Make an exact copy of the records, with the pictures left out.

Available records:
• • • • • • •

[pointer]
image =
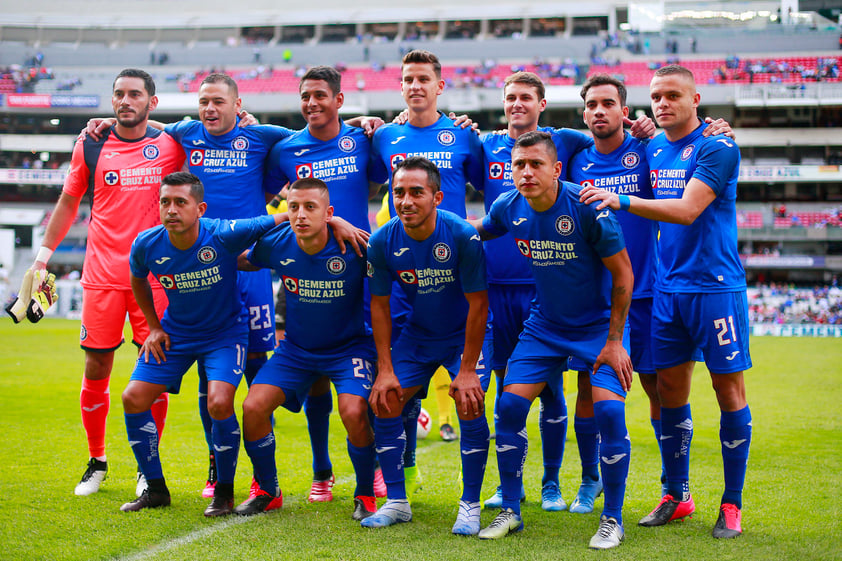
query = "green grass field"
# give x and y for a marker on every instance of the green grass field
(791, 503)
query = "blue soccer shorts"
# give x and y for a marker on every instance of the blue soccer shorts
(716, 323)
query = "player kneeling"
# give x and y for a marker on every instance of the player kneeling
(195, 260)
(326, 336)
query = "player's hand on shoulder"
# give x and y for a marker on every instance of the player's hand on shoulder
(466, 391)
(247, 119)
(96, 127)
(156, 343)
(614, 355)
(718, 126)
(641, 128)
(591, 194)
(345, 232)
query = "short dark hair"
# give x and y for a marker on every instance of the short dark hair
(148, 82)
(605, 80)
(528, 78)
(327, 73)
(197, 190)
(535, 138)
(671, 69)
(310, 183)
(421, 56)
(220, 78)
(425, 165)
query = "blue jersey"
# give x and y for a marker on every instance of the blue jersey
(506, 265)
(565, 245)
(703, 256)
(456, 152)
(324, 292)
(625, 171)
(434, 274)
(230, 165)
(342, 163)
(201, 282)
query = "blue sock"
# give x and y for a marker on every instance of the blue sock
(391, 440)
(615, 453)
(587, 438)
(143, 438)
(512, 445)
(676, 436)
(474, 448)
(553, 425)
(226, 447)
(411, 411)
(362, 458)
(253, 365)
(262, 455)
(656, 426)
(318, 408)
(735, 435)
(207, 422)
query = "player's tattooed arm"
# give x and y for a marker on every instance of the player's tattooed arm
(622, 284)
(158, 341)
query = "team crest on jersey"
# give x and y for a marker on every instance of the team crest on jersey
(446, 138)
(408, 277)
(291, 284)
(197, 157)
(336, 265)
(441, 252)
(630, 160)
(495, 170)
(396, 159)
(303, 171)
(207, 255)
(111, 177)
(564, 225)
(347, 144)
(167, 281)
(150, 152)
(523, 247)
(240, 143)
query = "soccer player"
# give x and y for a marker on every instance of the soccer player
(195, 260)
(338, 154)
(700, 291)
(454, 150)
(511, 287)
(616, 162)
(327, 336)
(124, 169)
(437, 260)
(584, 284)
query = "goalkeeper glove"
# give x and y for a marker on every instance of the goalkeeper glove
(44, 295)
(17, 309)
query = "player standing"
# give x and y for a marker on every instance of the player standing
(584, 284)
(195, 260)
(437, 260)
(327, 336)
(338, 154)
(124, 169)
(700, 291)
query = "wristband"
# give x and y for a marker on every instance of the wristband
(44, 254)
(625, 202)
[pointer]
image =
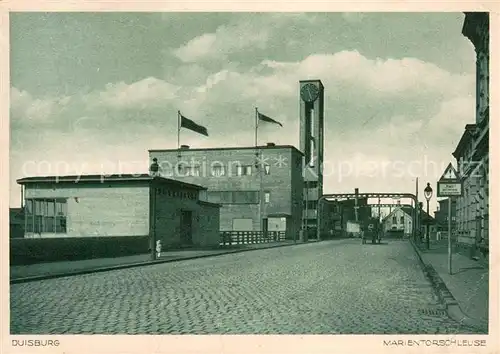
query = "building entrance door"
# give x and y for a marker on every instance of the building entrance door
(186, 227)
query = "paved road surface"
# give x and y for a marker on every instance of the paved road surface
(328, 287)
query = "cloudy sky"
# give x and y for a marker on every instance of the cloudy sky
(92, 92)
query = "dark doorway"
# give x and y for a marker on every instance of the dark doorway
(186, 227)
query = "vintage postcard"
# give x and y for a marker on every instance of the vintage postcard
(219, 178)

• • • • • • •

Solution to the exercise:
[pointer]
image =
query = "green grass field"
# give x and y for a marker on every instance of the green grass field
(791, 503)
query = "blue soccer shorts"
# give x and y for a marker on every instance of the blue soccer shorts
(716, 323)
query = "player kneeling"
# give x and y for a marker on every instance of the player kneeling
(195, 260)
(326, 336)
query = "player's hand on shoulder"
# give x and y for a marker on every instance of the player's hand on shoulder
(466, 391)
(247, 119)
(96, 127)
(156, 343)
(614, 355)
(718, 126)
(641, 128)
(591, 194)
(345, 232)
query = "short dark hair"
# give x and y for a marker on every instance of the short dark hair
(148, 82)
(605, 80)
(528, 78)
(327, 73)
(197, 190)
(535, 138)
(671, 69)
(310, 183)
(421, 56)
(220, 78)
(425, 165)
query = "blue jersey"
# give x and y for a marker on every instance of the blue jersey
(506, 265)
(565, 245)
(703, 256)
(456, 152)
(324, 292)
(625, 171)
(434, 274)
(230, 165)
(342, 163)
(201, 282)
query = "blue sock"
# give x and y for a marker on every instance of the blue sock
(391, 440)
(615, 453)
(587, 438)
(143, 438)
(512, 445)
(676, 436)
(474, 448)
(553, 425)
(226, 447)
(411, 411)
(362, 458)
(253, 365)
(262, 455)
(656, 426)
(318, 408)
(735, 435)
(207, 422)
query = "player's tattooed arm"
# give x and y for a marker on every instance of the player's tattooed arm
(622, 284)
(158, 341)
query = "team crest on jersey"
# give x and y for a marker on every instance of the team crest on jersey
(446, 138)
(408, 277)
(291, 284)
(197, 157)
(336, 265)
(441, 252)
(630, 160)
(495, 170)
(396, 159)
(303, 171)
(207, 255)
(111, 177)
(564, 225)
(347, 144)
(167, 281)
(150, 152)
(523, 247)
(240, 143)
query = "soccer player"
# give x and y for a marker on every instance of the soccer player
(195, 260)
(338, 154)
(700, 291)
(454, 150)
(511, 287)
(616, 162)
(327, 336)
(124, 169)
(437, 260)
(584, 284)
query = "goalkeeper glove"
# give x and y for a marker on every instance of the goalkeeper glove
(44, 295)
(17, 309)
query = "player standing"
# give x and y for a marker on every instance of the player standing
(584, 284)
(195, 260)
(437, 260)
(327, 336)
(338, 154)
(124, 169)
(700, 291)
query = "wristband"
# give x and y for a marker on every instance of the wristband
(44, 254)
(625, 202)
[pointer]
image =
query = "building entrance door"
# give x and y for a marker on every instance of the building entrance door
(186, 227)
query = "paved road surface"
# give x and y for a marker on every instance of the paved road surface
(328, 287)
query = "cloudy sky"
# give x and y for a marker on every instance of the cloudy sky
(92, 92)
query = "dark doorway"
# give x and y for a marker on every instance of the dark doorway
(186, 227)
query = "vintage postcard"
# give x and y for a marker on every instance of the vintage postcard
(219, 178)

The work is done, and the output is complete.